REQUIRED WORK: Count the lines in the items below that contain the string "ridge", with case counting. Reply with only the number.

ROWS:
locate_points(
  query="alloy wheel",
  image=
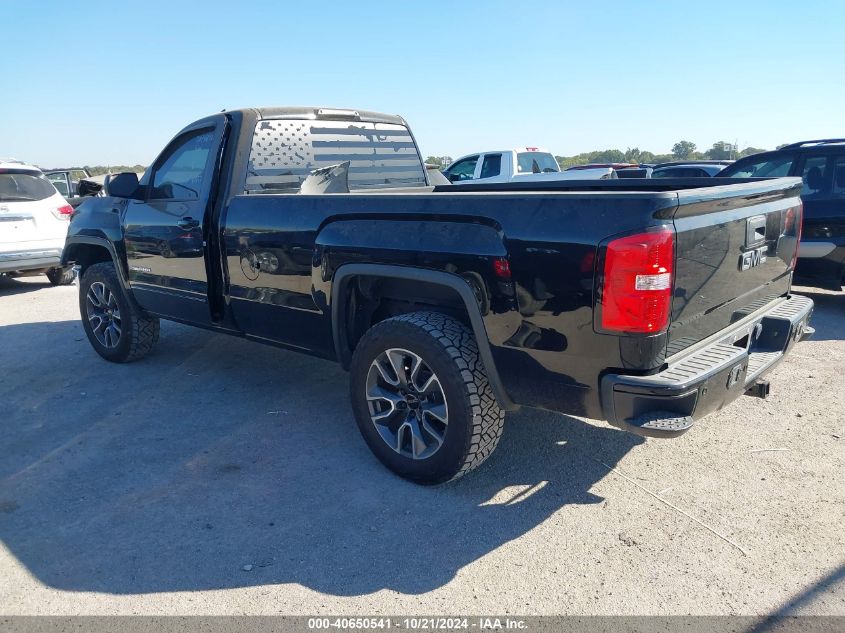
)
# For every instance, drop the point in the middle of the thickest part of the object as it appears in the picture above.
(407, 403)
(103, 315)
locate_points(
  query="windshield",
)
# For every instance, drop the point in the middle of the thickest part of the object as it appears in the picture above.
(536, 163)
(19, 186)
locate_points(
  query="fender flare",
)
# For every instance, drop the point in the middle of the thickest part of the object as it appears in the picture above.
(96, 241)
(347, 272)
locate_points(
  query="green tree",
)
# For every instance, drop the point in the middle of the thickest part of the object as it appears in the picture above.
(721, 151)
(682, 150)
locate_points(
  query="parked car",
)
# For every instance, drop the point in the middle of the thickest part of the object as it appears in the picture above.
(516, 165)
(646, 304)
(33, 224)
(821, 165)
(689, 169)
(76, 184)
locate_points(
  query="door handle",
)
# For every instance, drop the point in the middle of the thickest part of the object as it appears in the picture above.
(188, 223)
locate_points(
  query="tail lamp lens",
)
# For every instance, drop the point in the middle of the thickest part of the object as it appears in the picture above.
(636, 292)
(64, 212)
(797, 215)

...

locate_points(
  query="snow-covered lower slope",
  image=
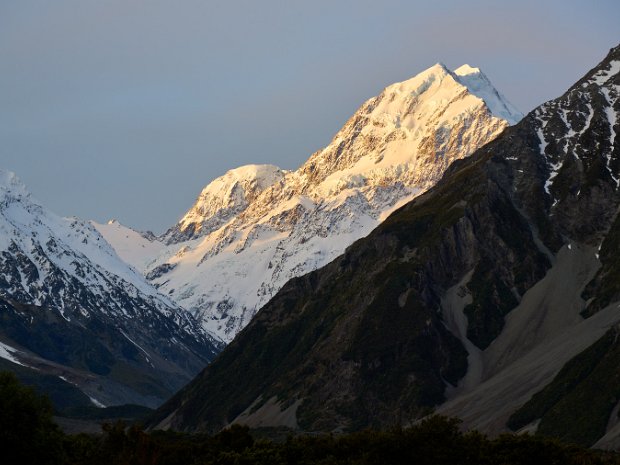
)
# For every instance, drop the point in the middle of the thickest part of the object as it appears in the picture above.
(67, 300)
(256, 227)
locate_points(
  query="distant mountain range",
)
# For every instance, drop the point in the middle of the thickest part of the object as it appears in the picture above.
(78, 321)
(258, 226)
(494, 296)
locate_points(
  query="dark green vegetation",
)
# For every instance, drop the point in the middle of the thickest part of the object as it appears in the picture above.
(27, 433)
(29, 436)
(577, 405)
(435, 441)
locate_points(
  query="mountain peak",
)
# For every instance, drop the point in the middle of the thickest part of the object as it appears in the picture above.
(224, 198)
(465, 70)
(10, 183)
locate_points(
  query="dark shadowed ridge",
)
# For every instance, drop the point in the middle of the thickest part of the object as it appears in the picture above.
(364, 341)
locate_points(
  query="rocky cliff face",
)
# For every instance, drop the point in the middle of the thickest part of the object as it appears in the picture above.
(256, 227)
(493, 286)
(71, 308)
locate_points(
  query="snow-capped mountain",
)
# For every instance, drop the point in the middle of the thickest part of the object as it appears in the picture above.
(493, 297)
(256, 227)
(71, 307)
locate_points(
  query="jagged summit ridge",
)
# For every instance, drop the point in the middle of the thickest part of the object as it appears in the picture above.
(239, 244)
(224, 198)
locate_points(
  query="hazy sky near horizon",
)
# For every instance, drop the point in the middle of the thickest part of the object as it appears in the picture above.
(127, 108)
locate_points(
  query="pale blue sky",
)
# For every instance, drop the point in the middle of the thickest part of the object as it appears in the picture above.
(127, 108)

* * *

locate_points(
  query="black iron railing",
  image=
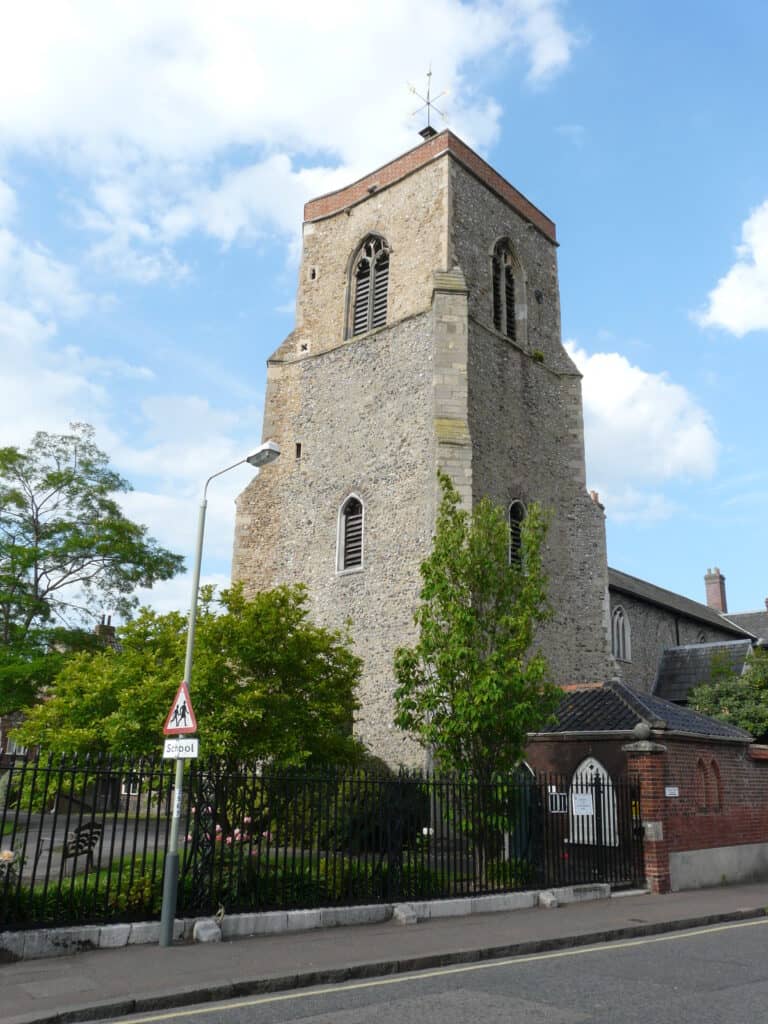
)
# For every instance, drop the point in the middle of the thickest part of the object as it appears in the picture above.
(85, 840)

FINISHED TASK: 2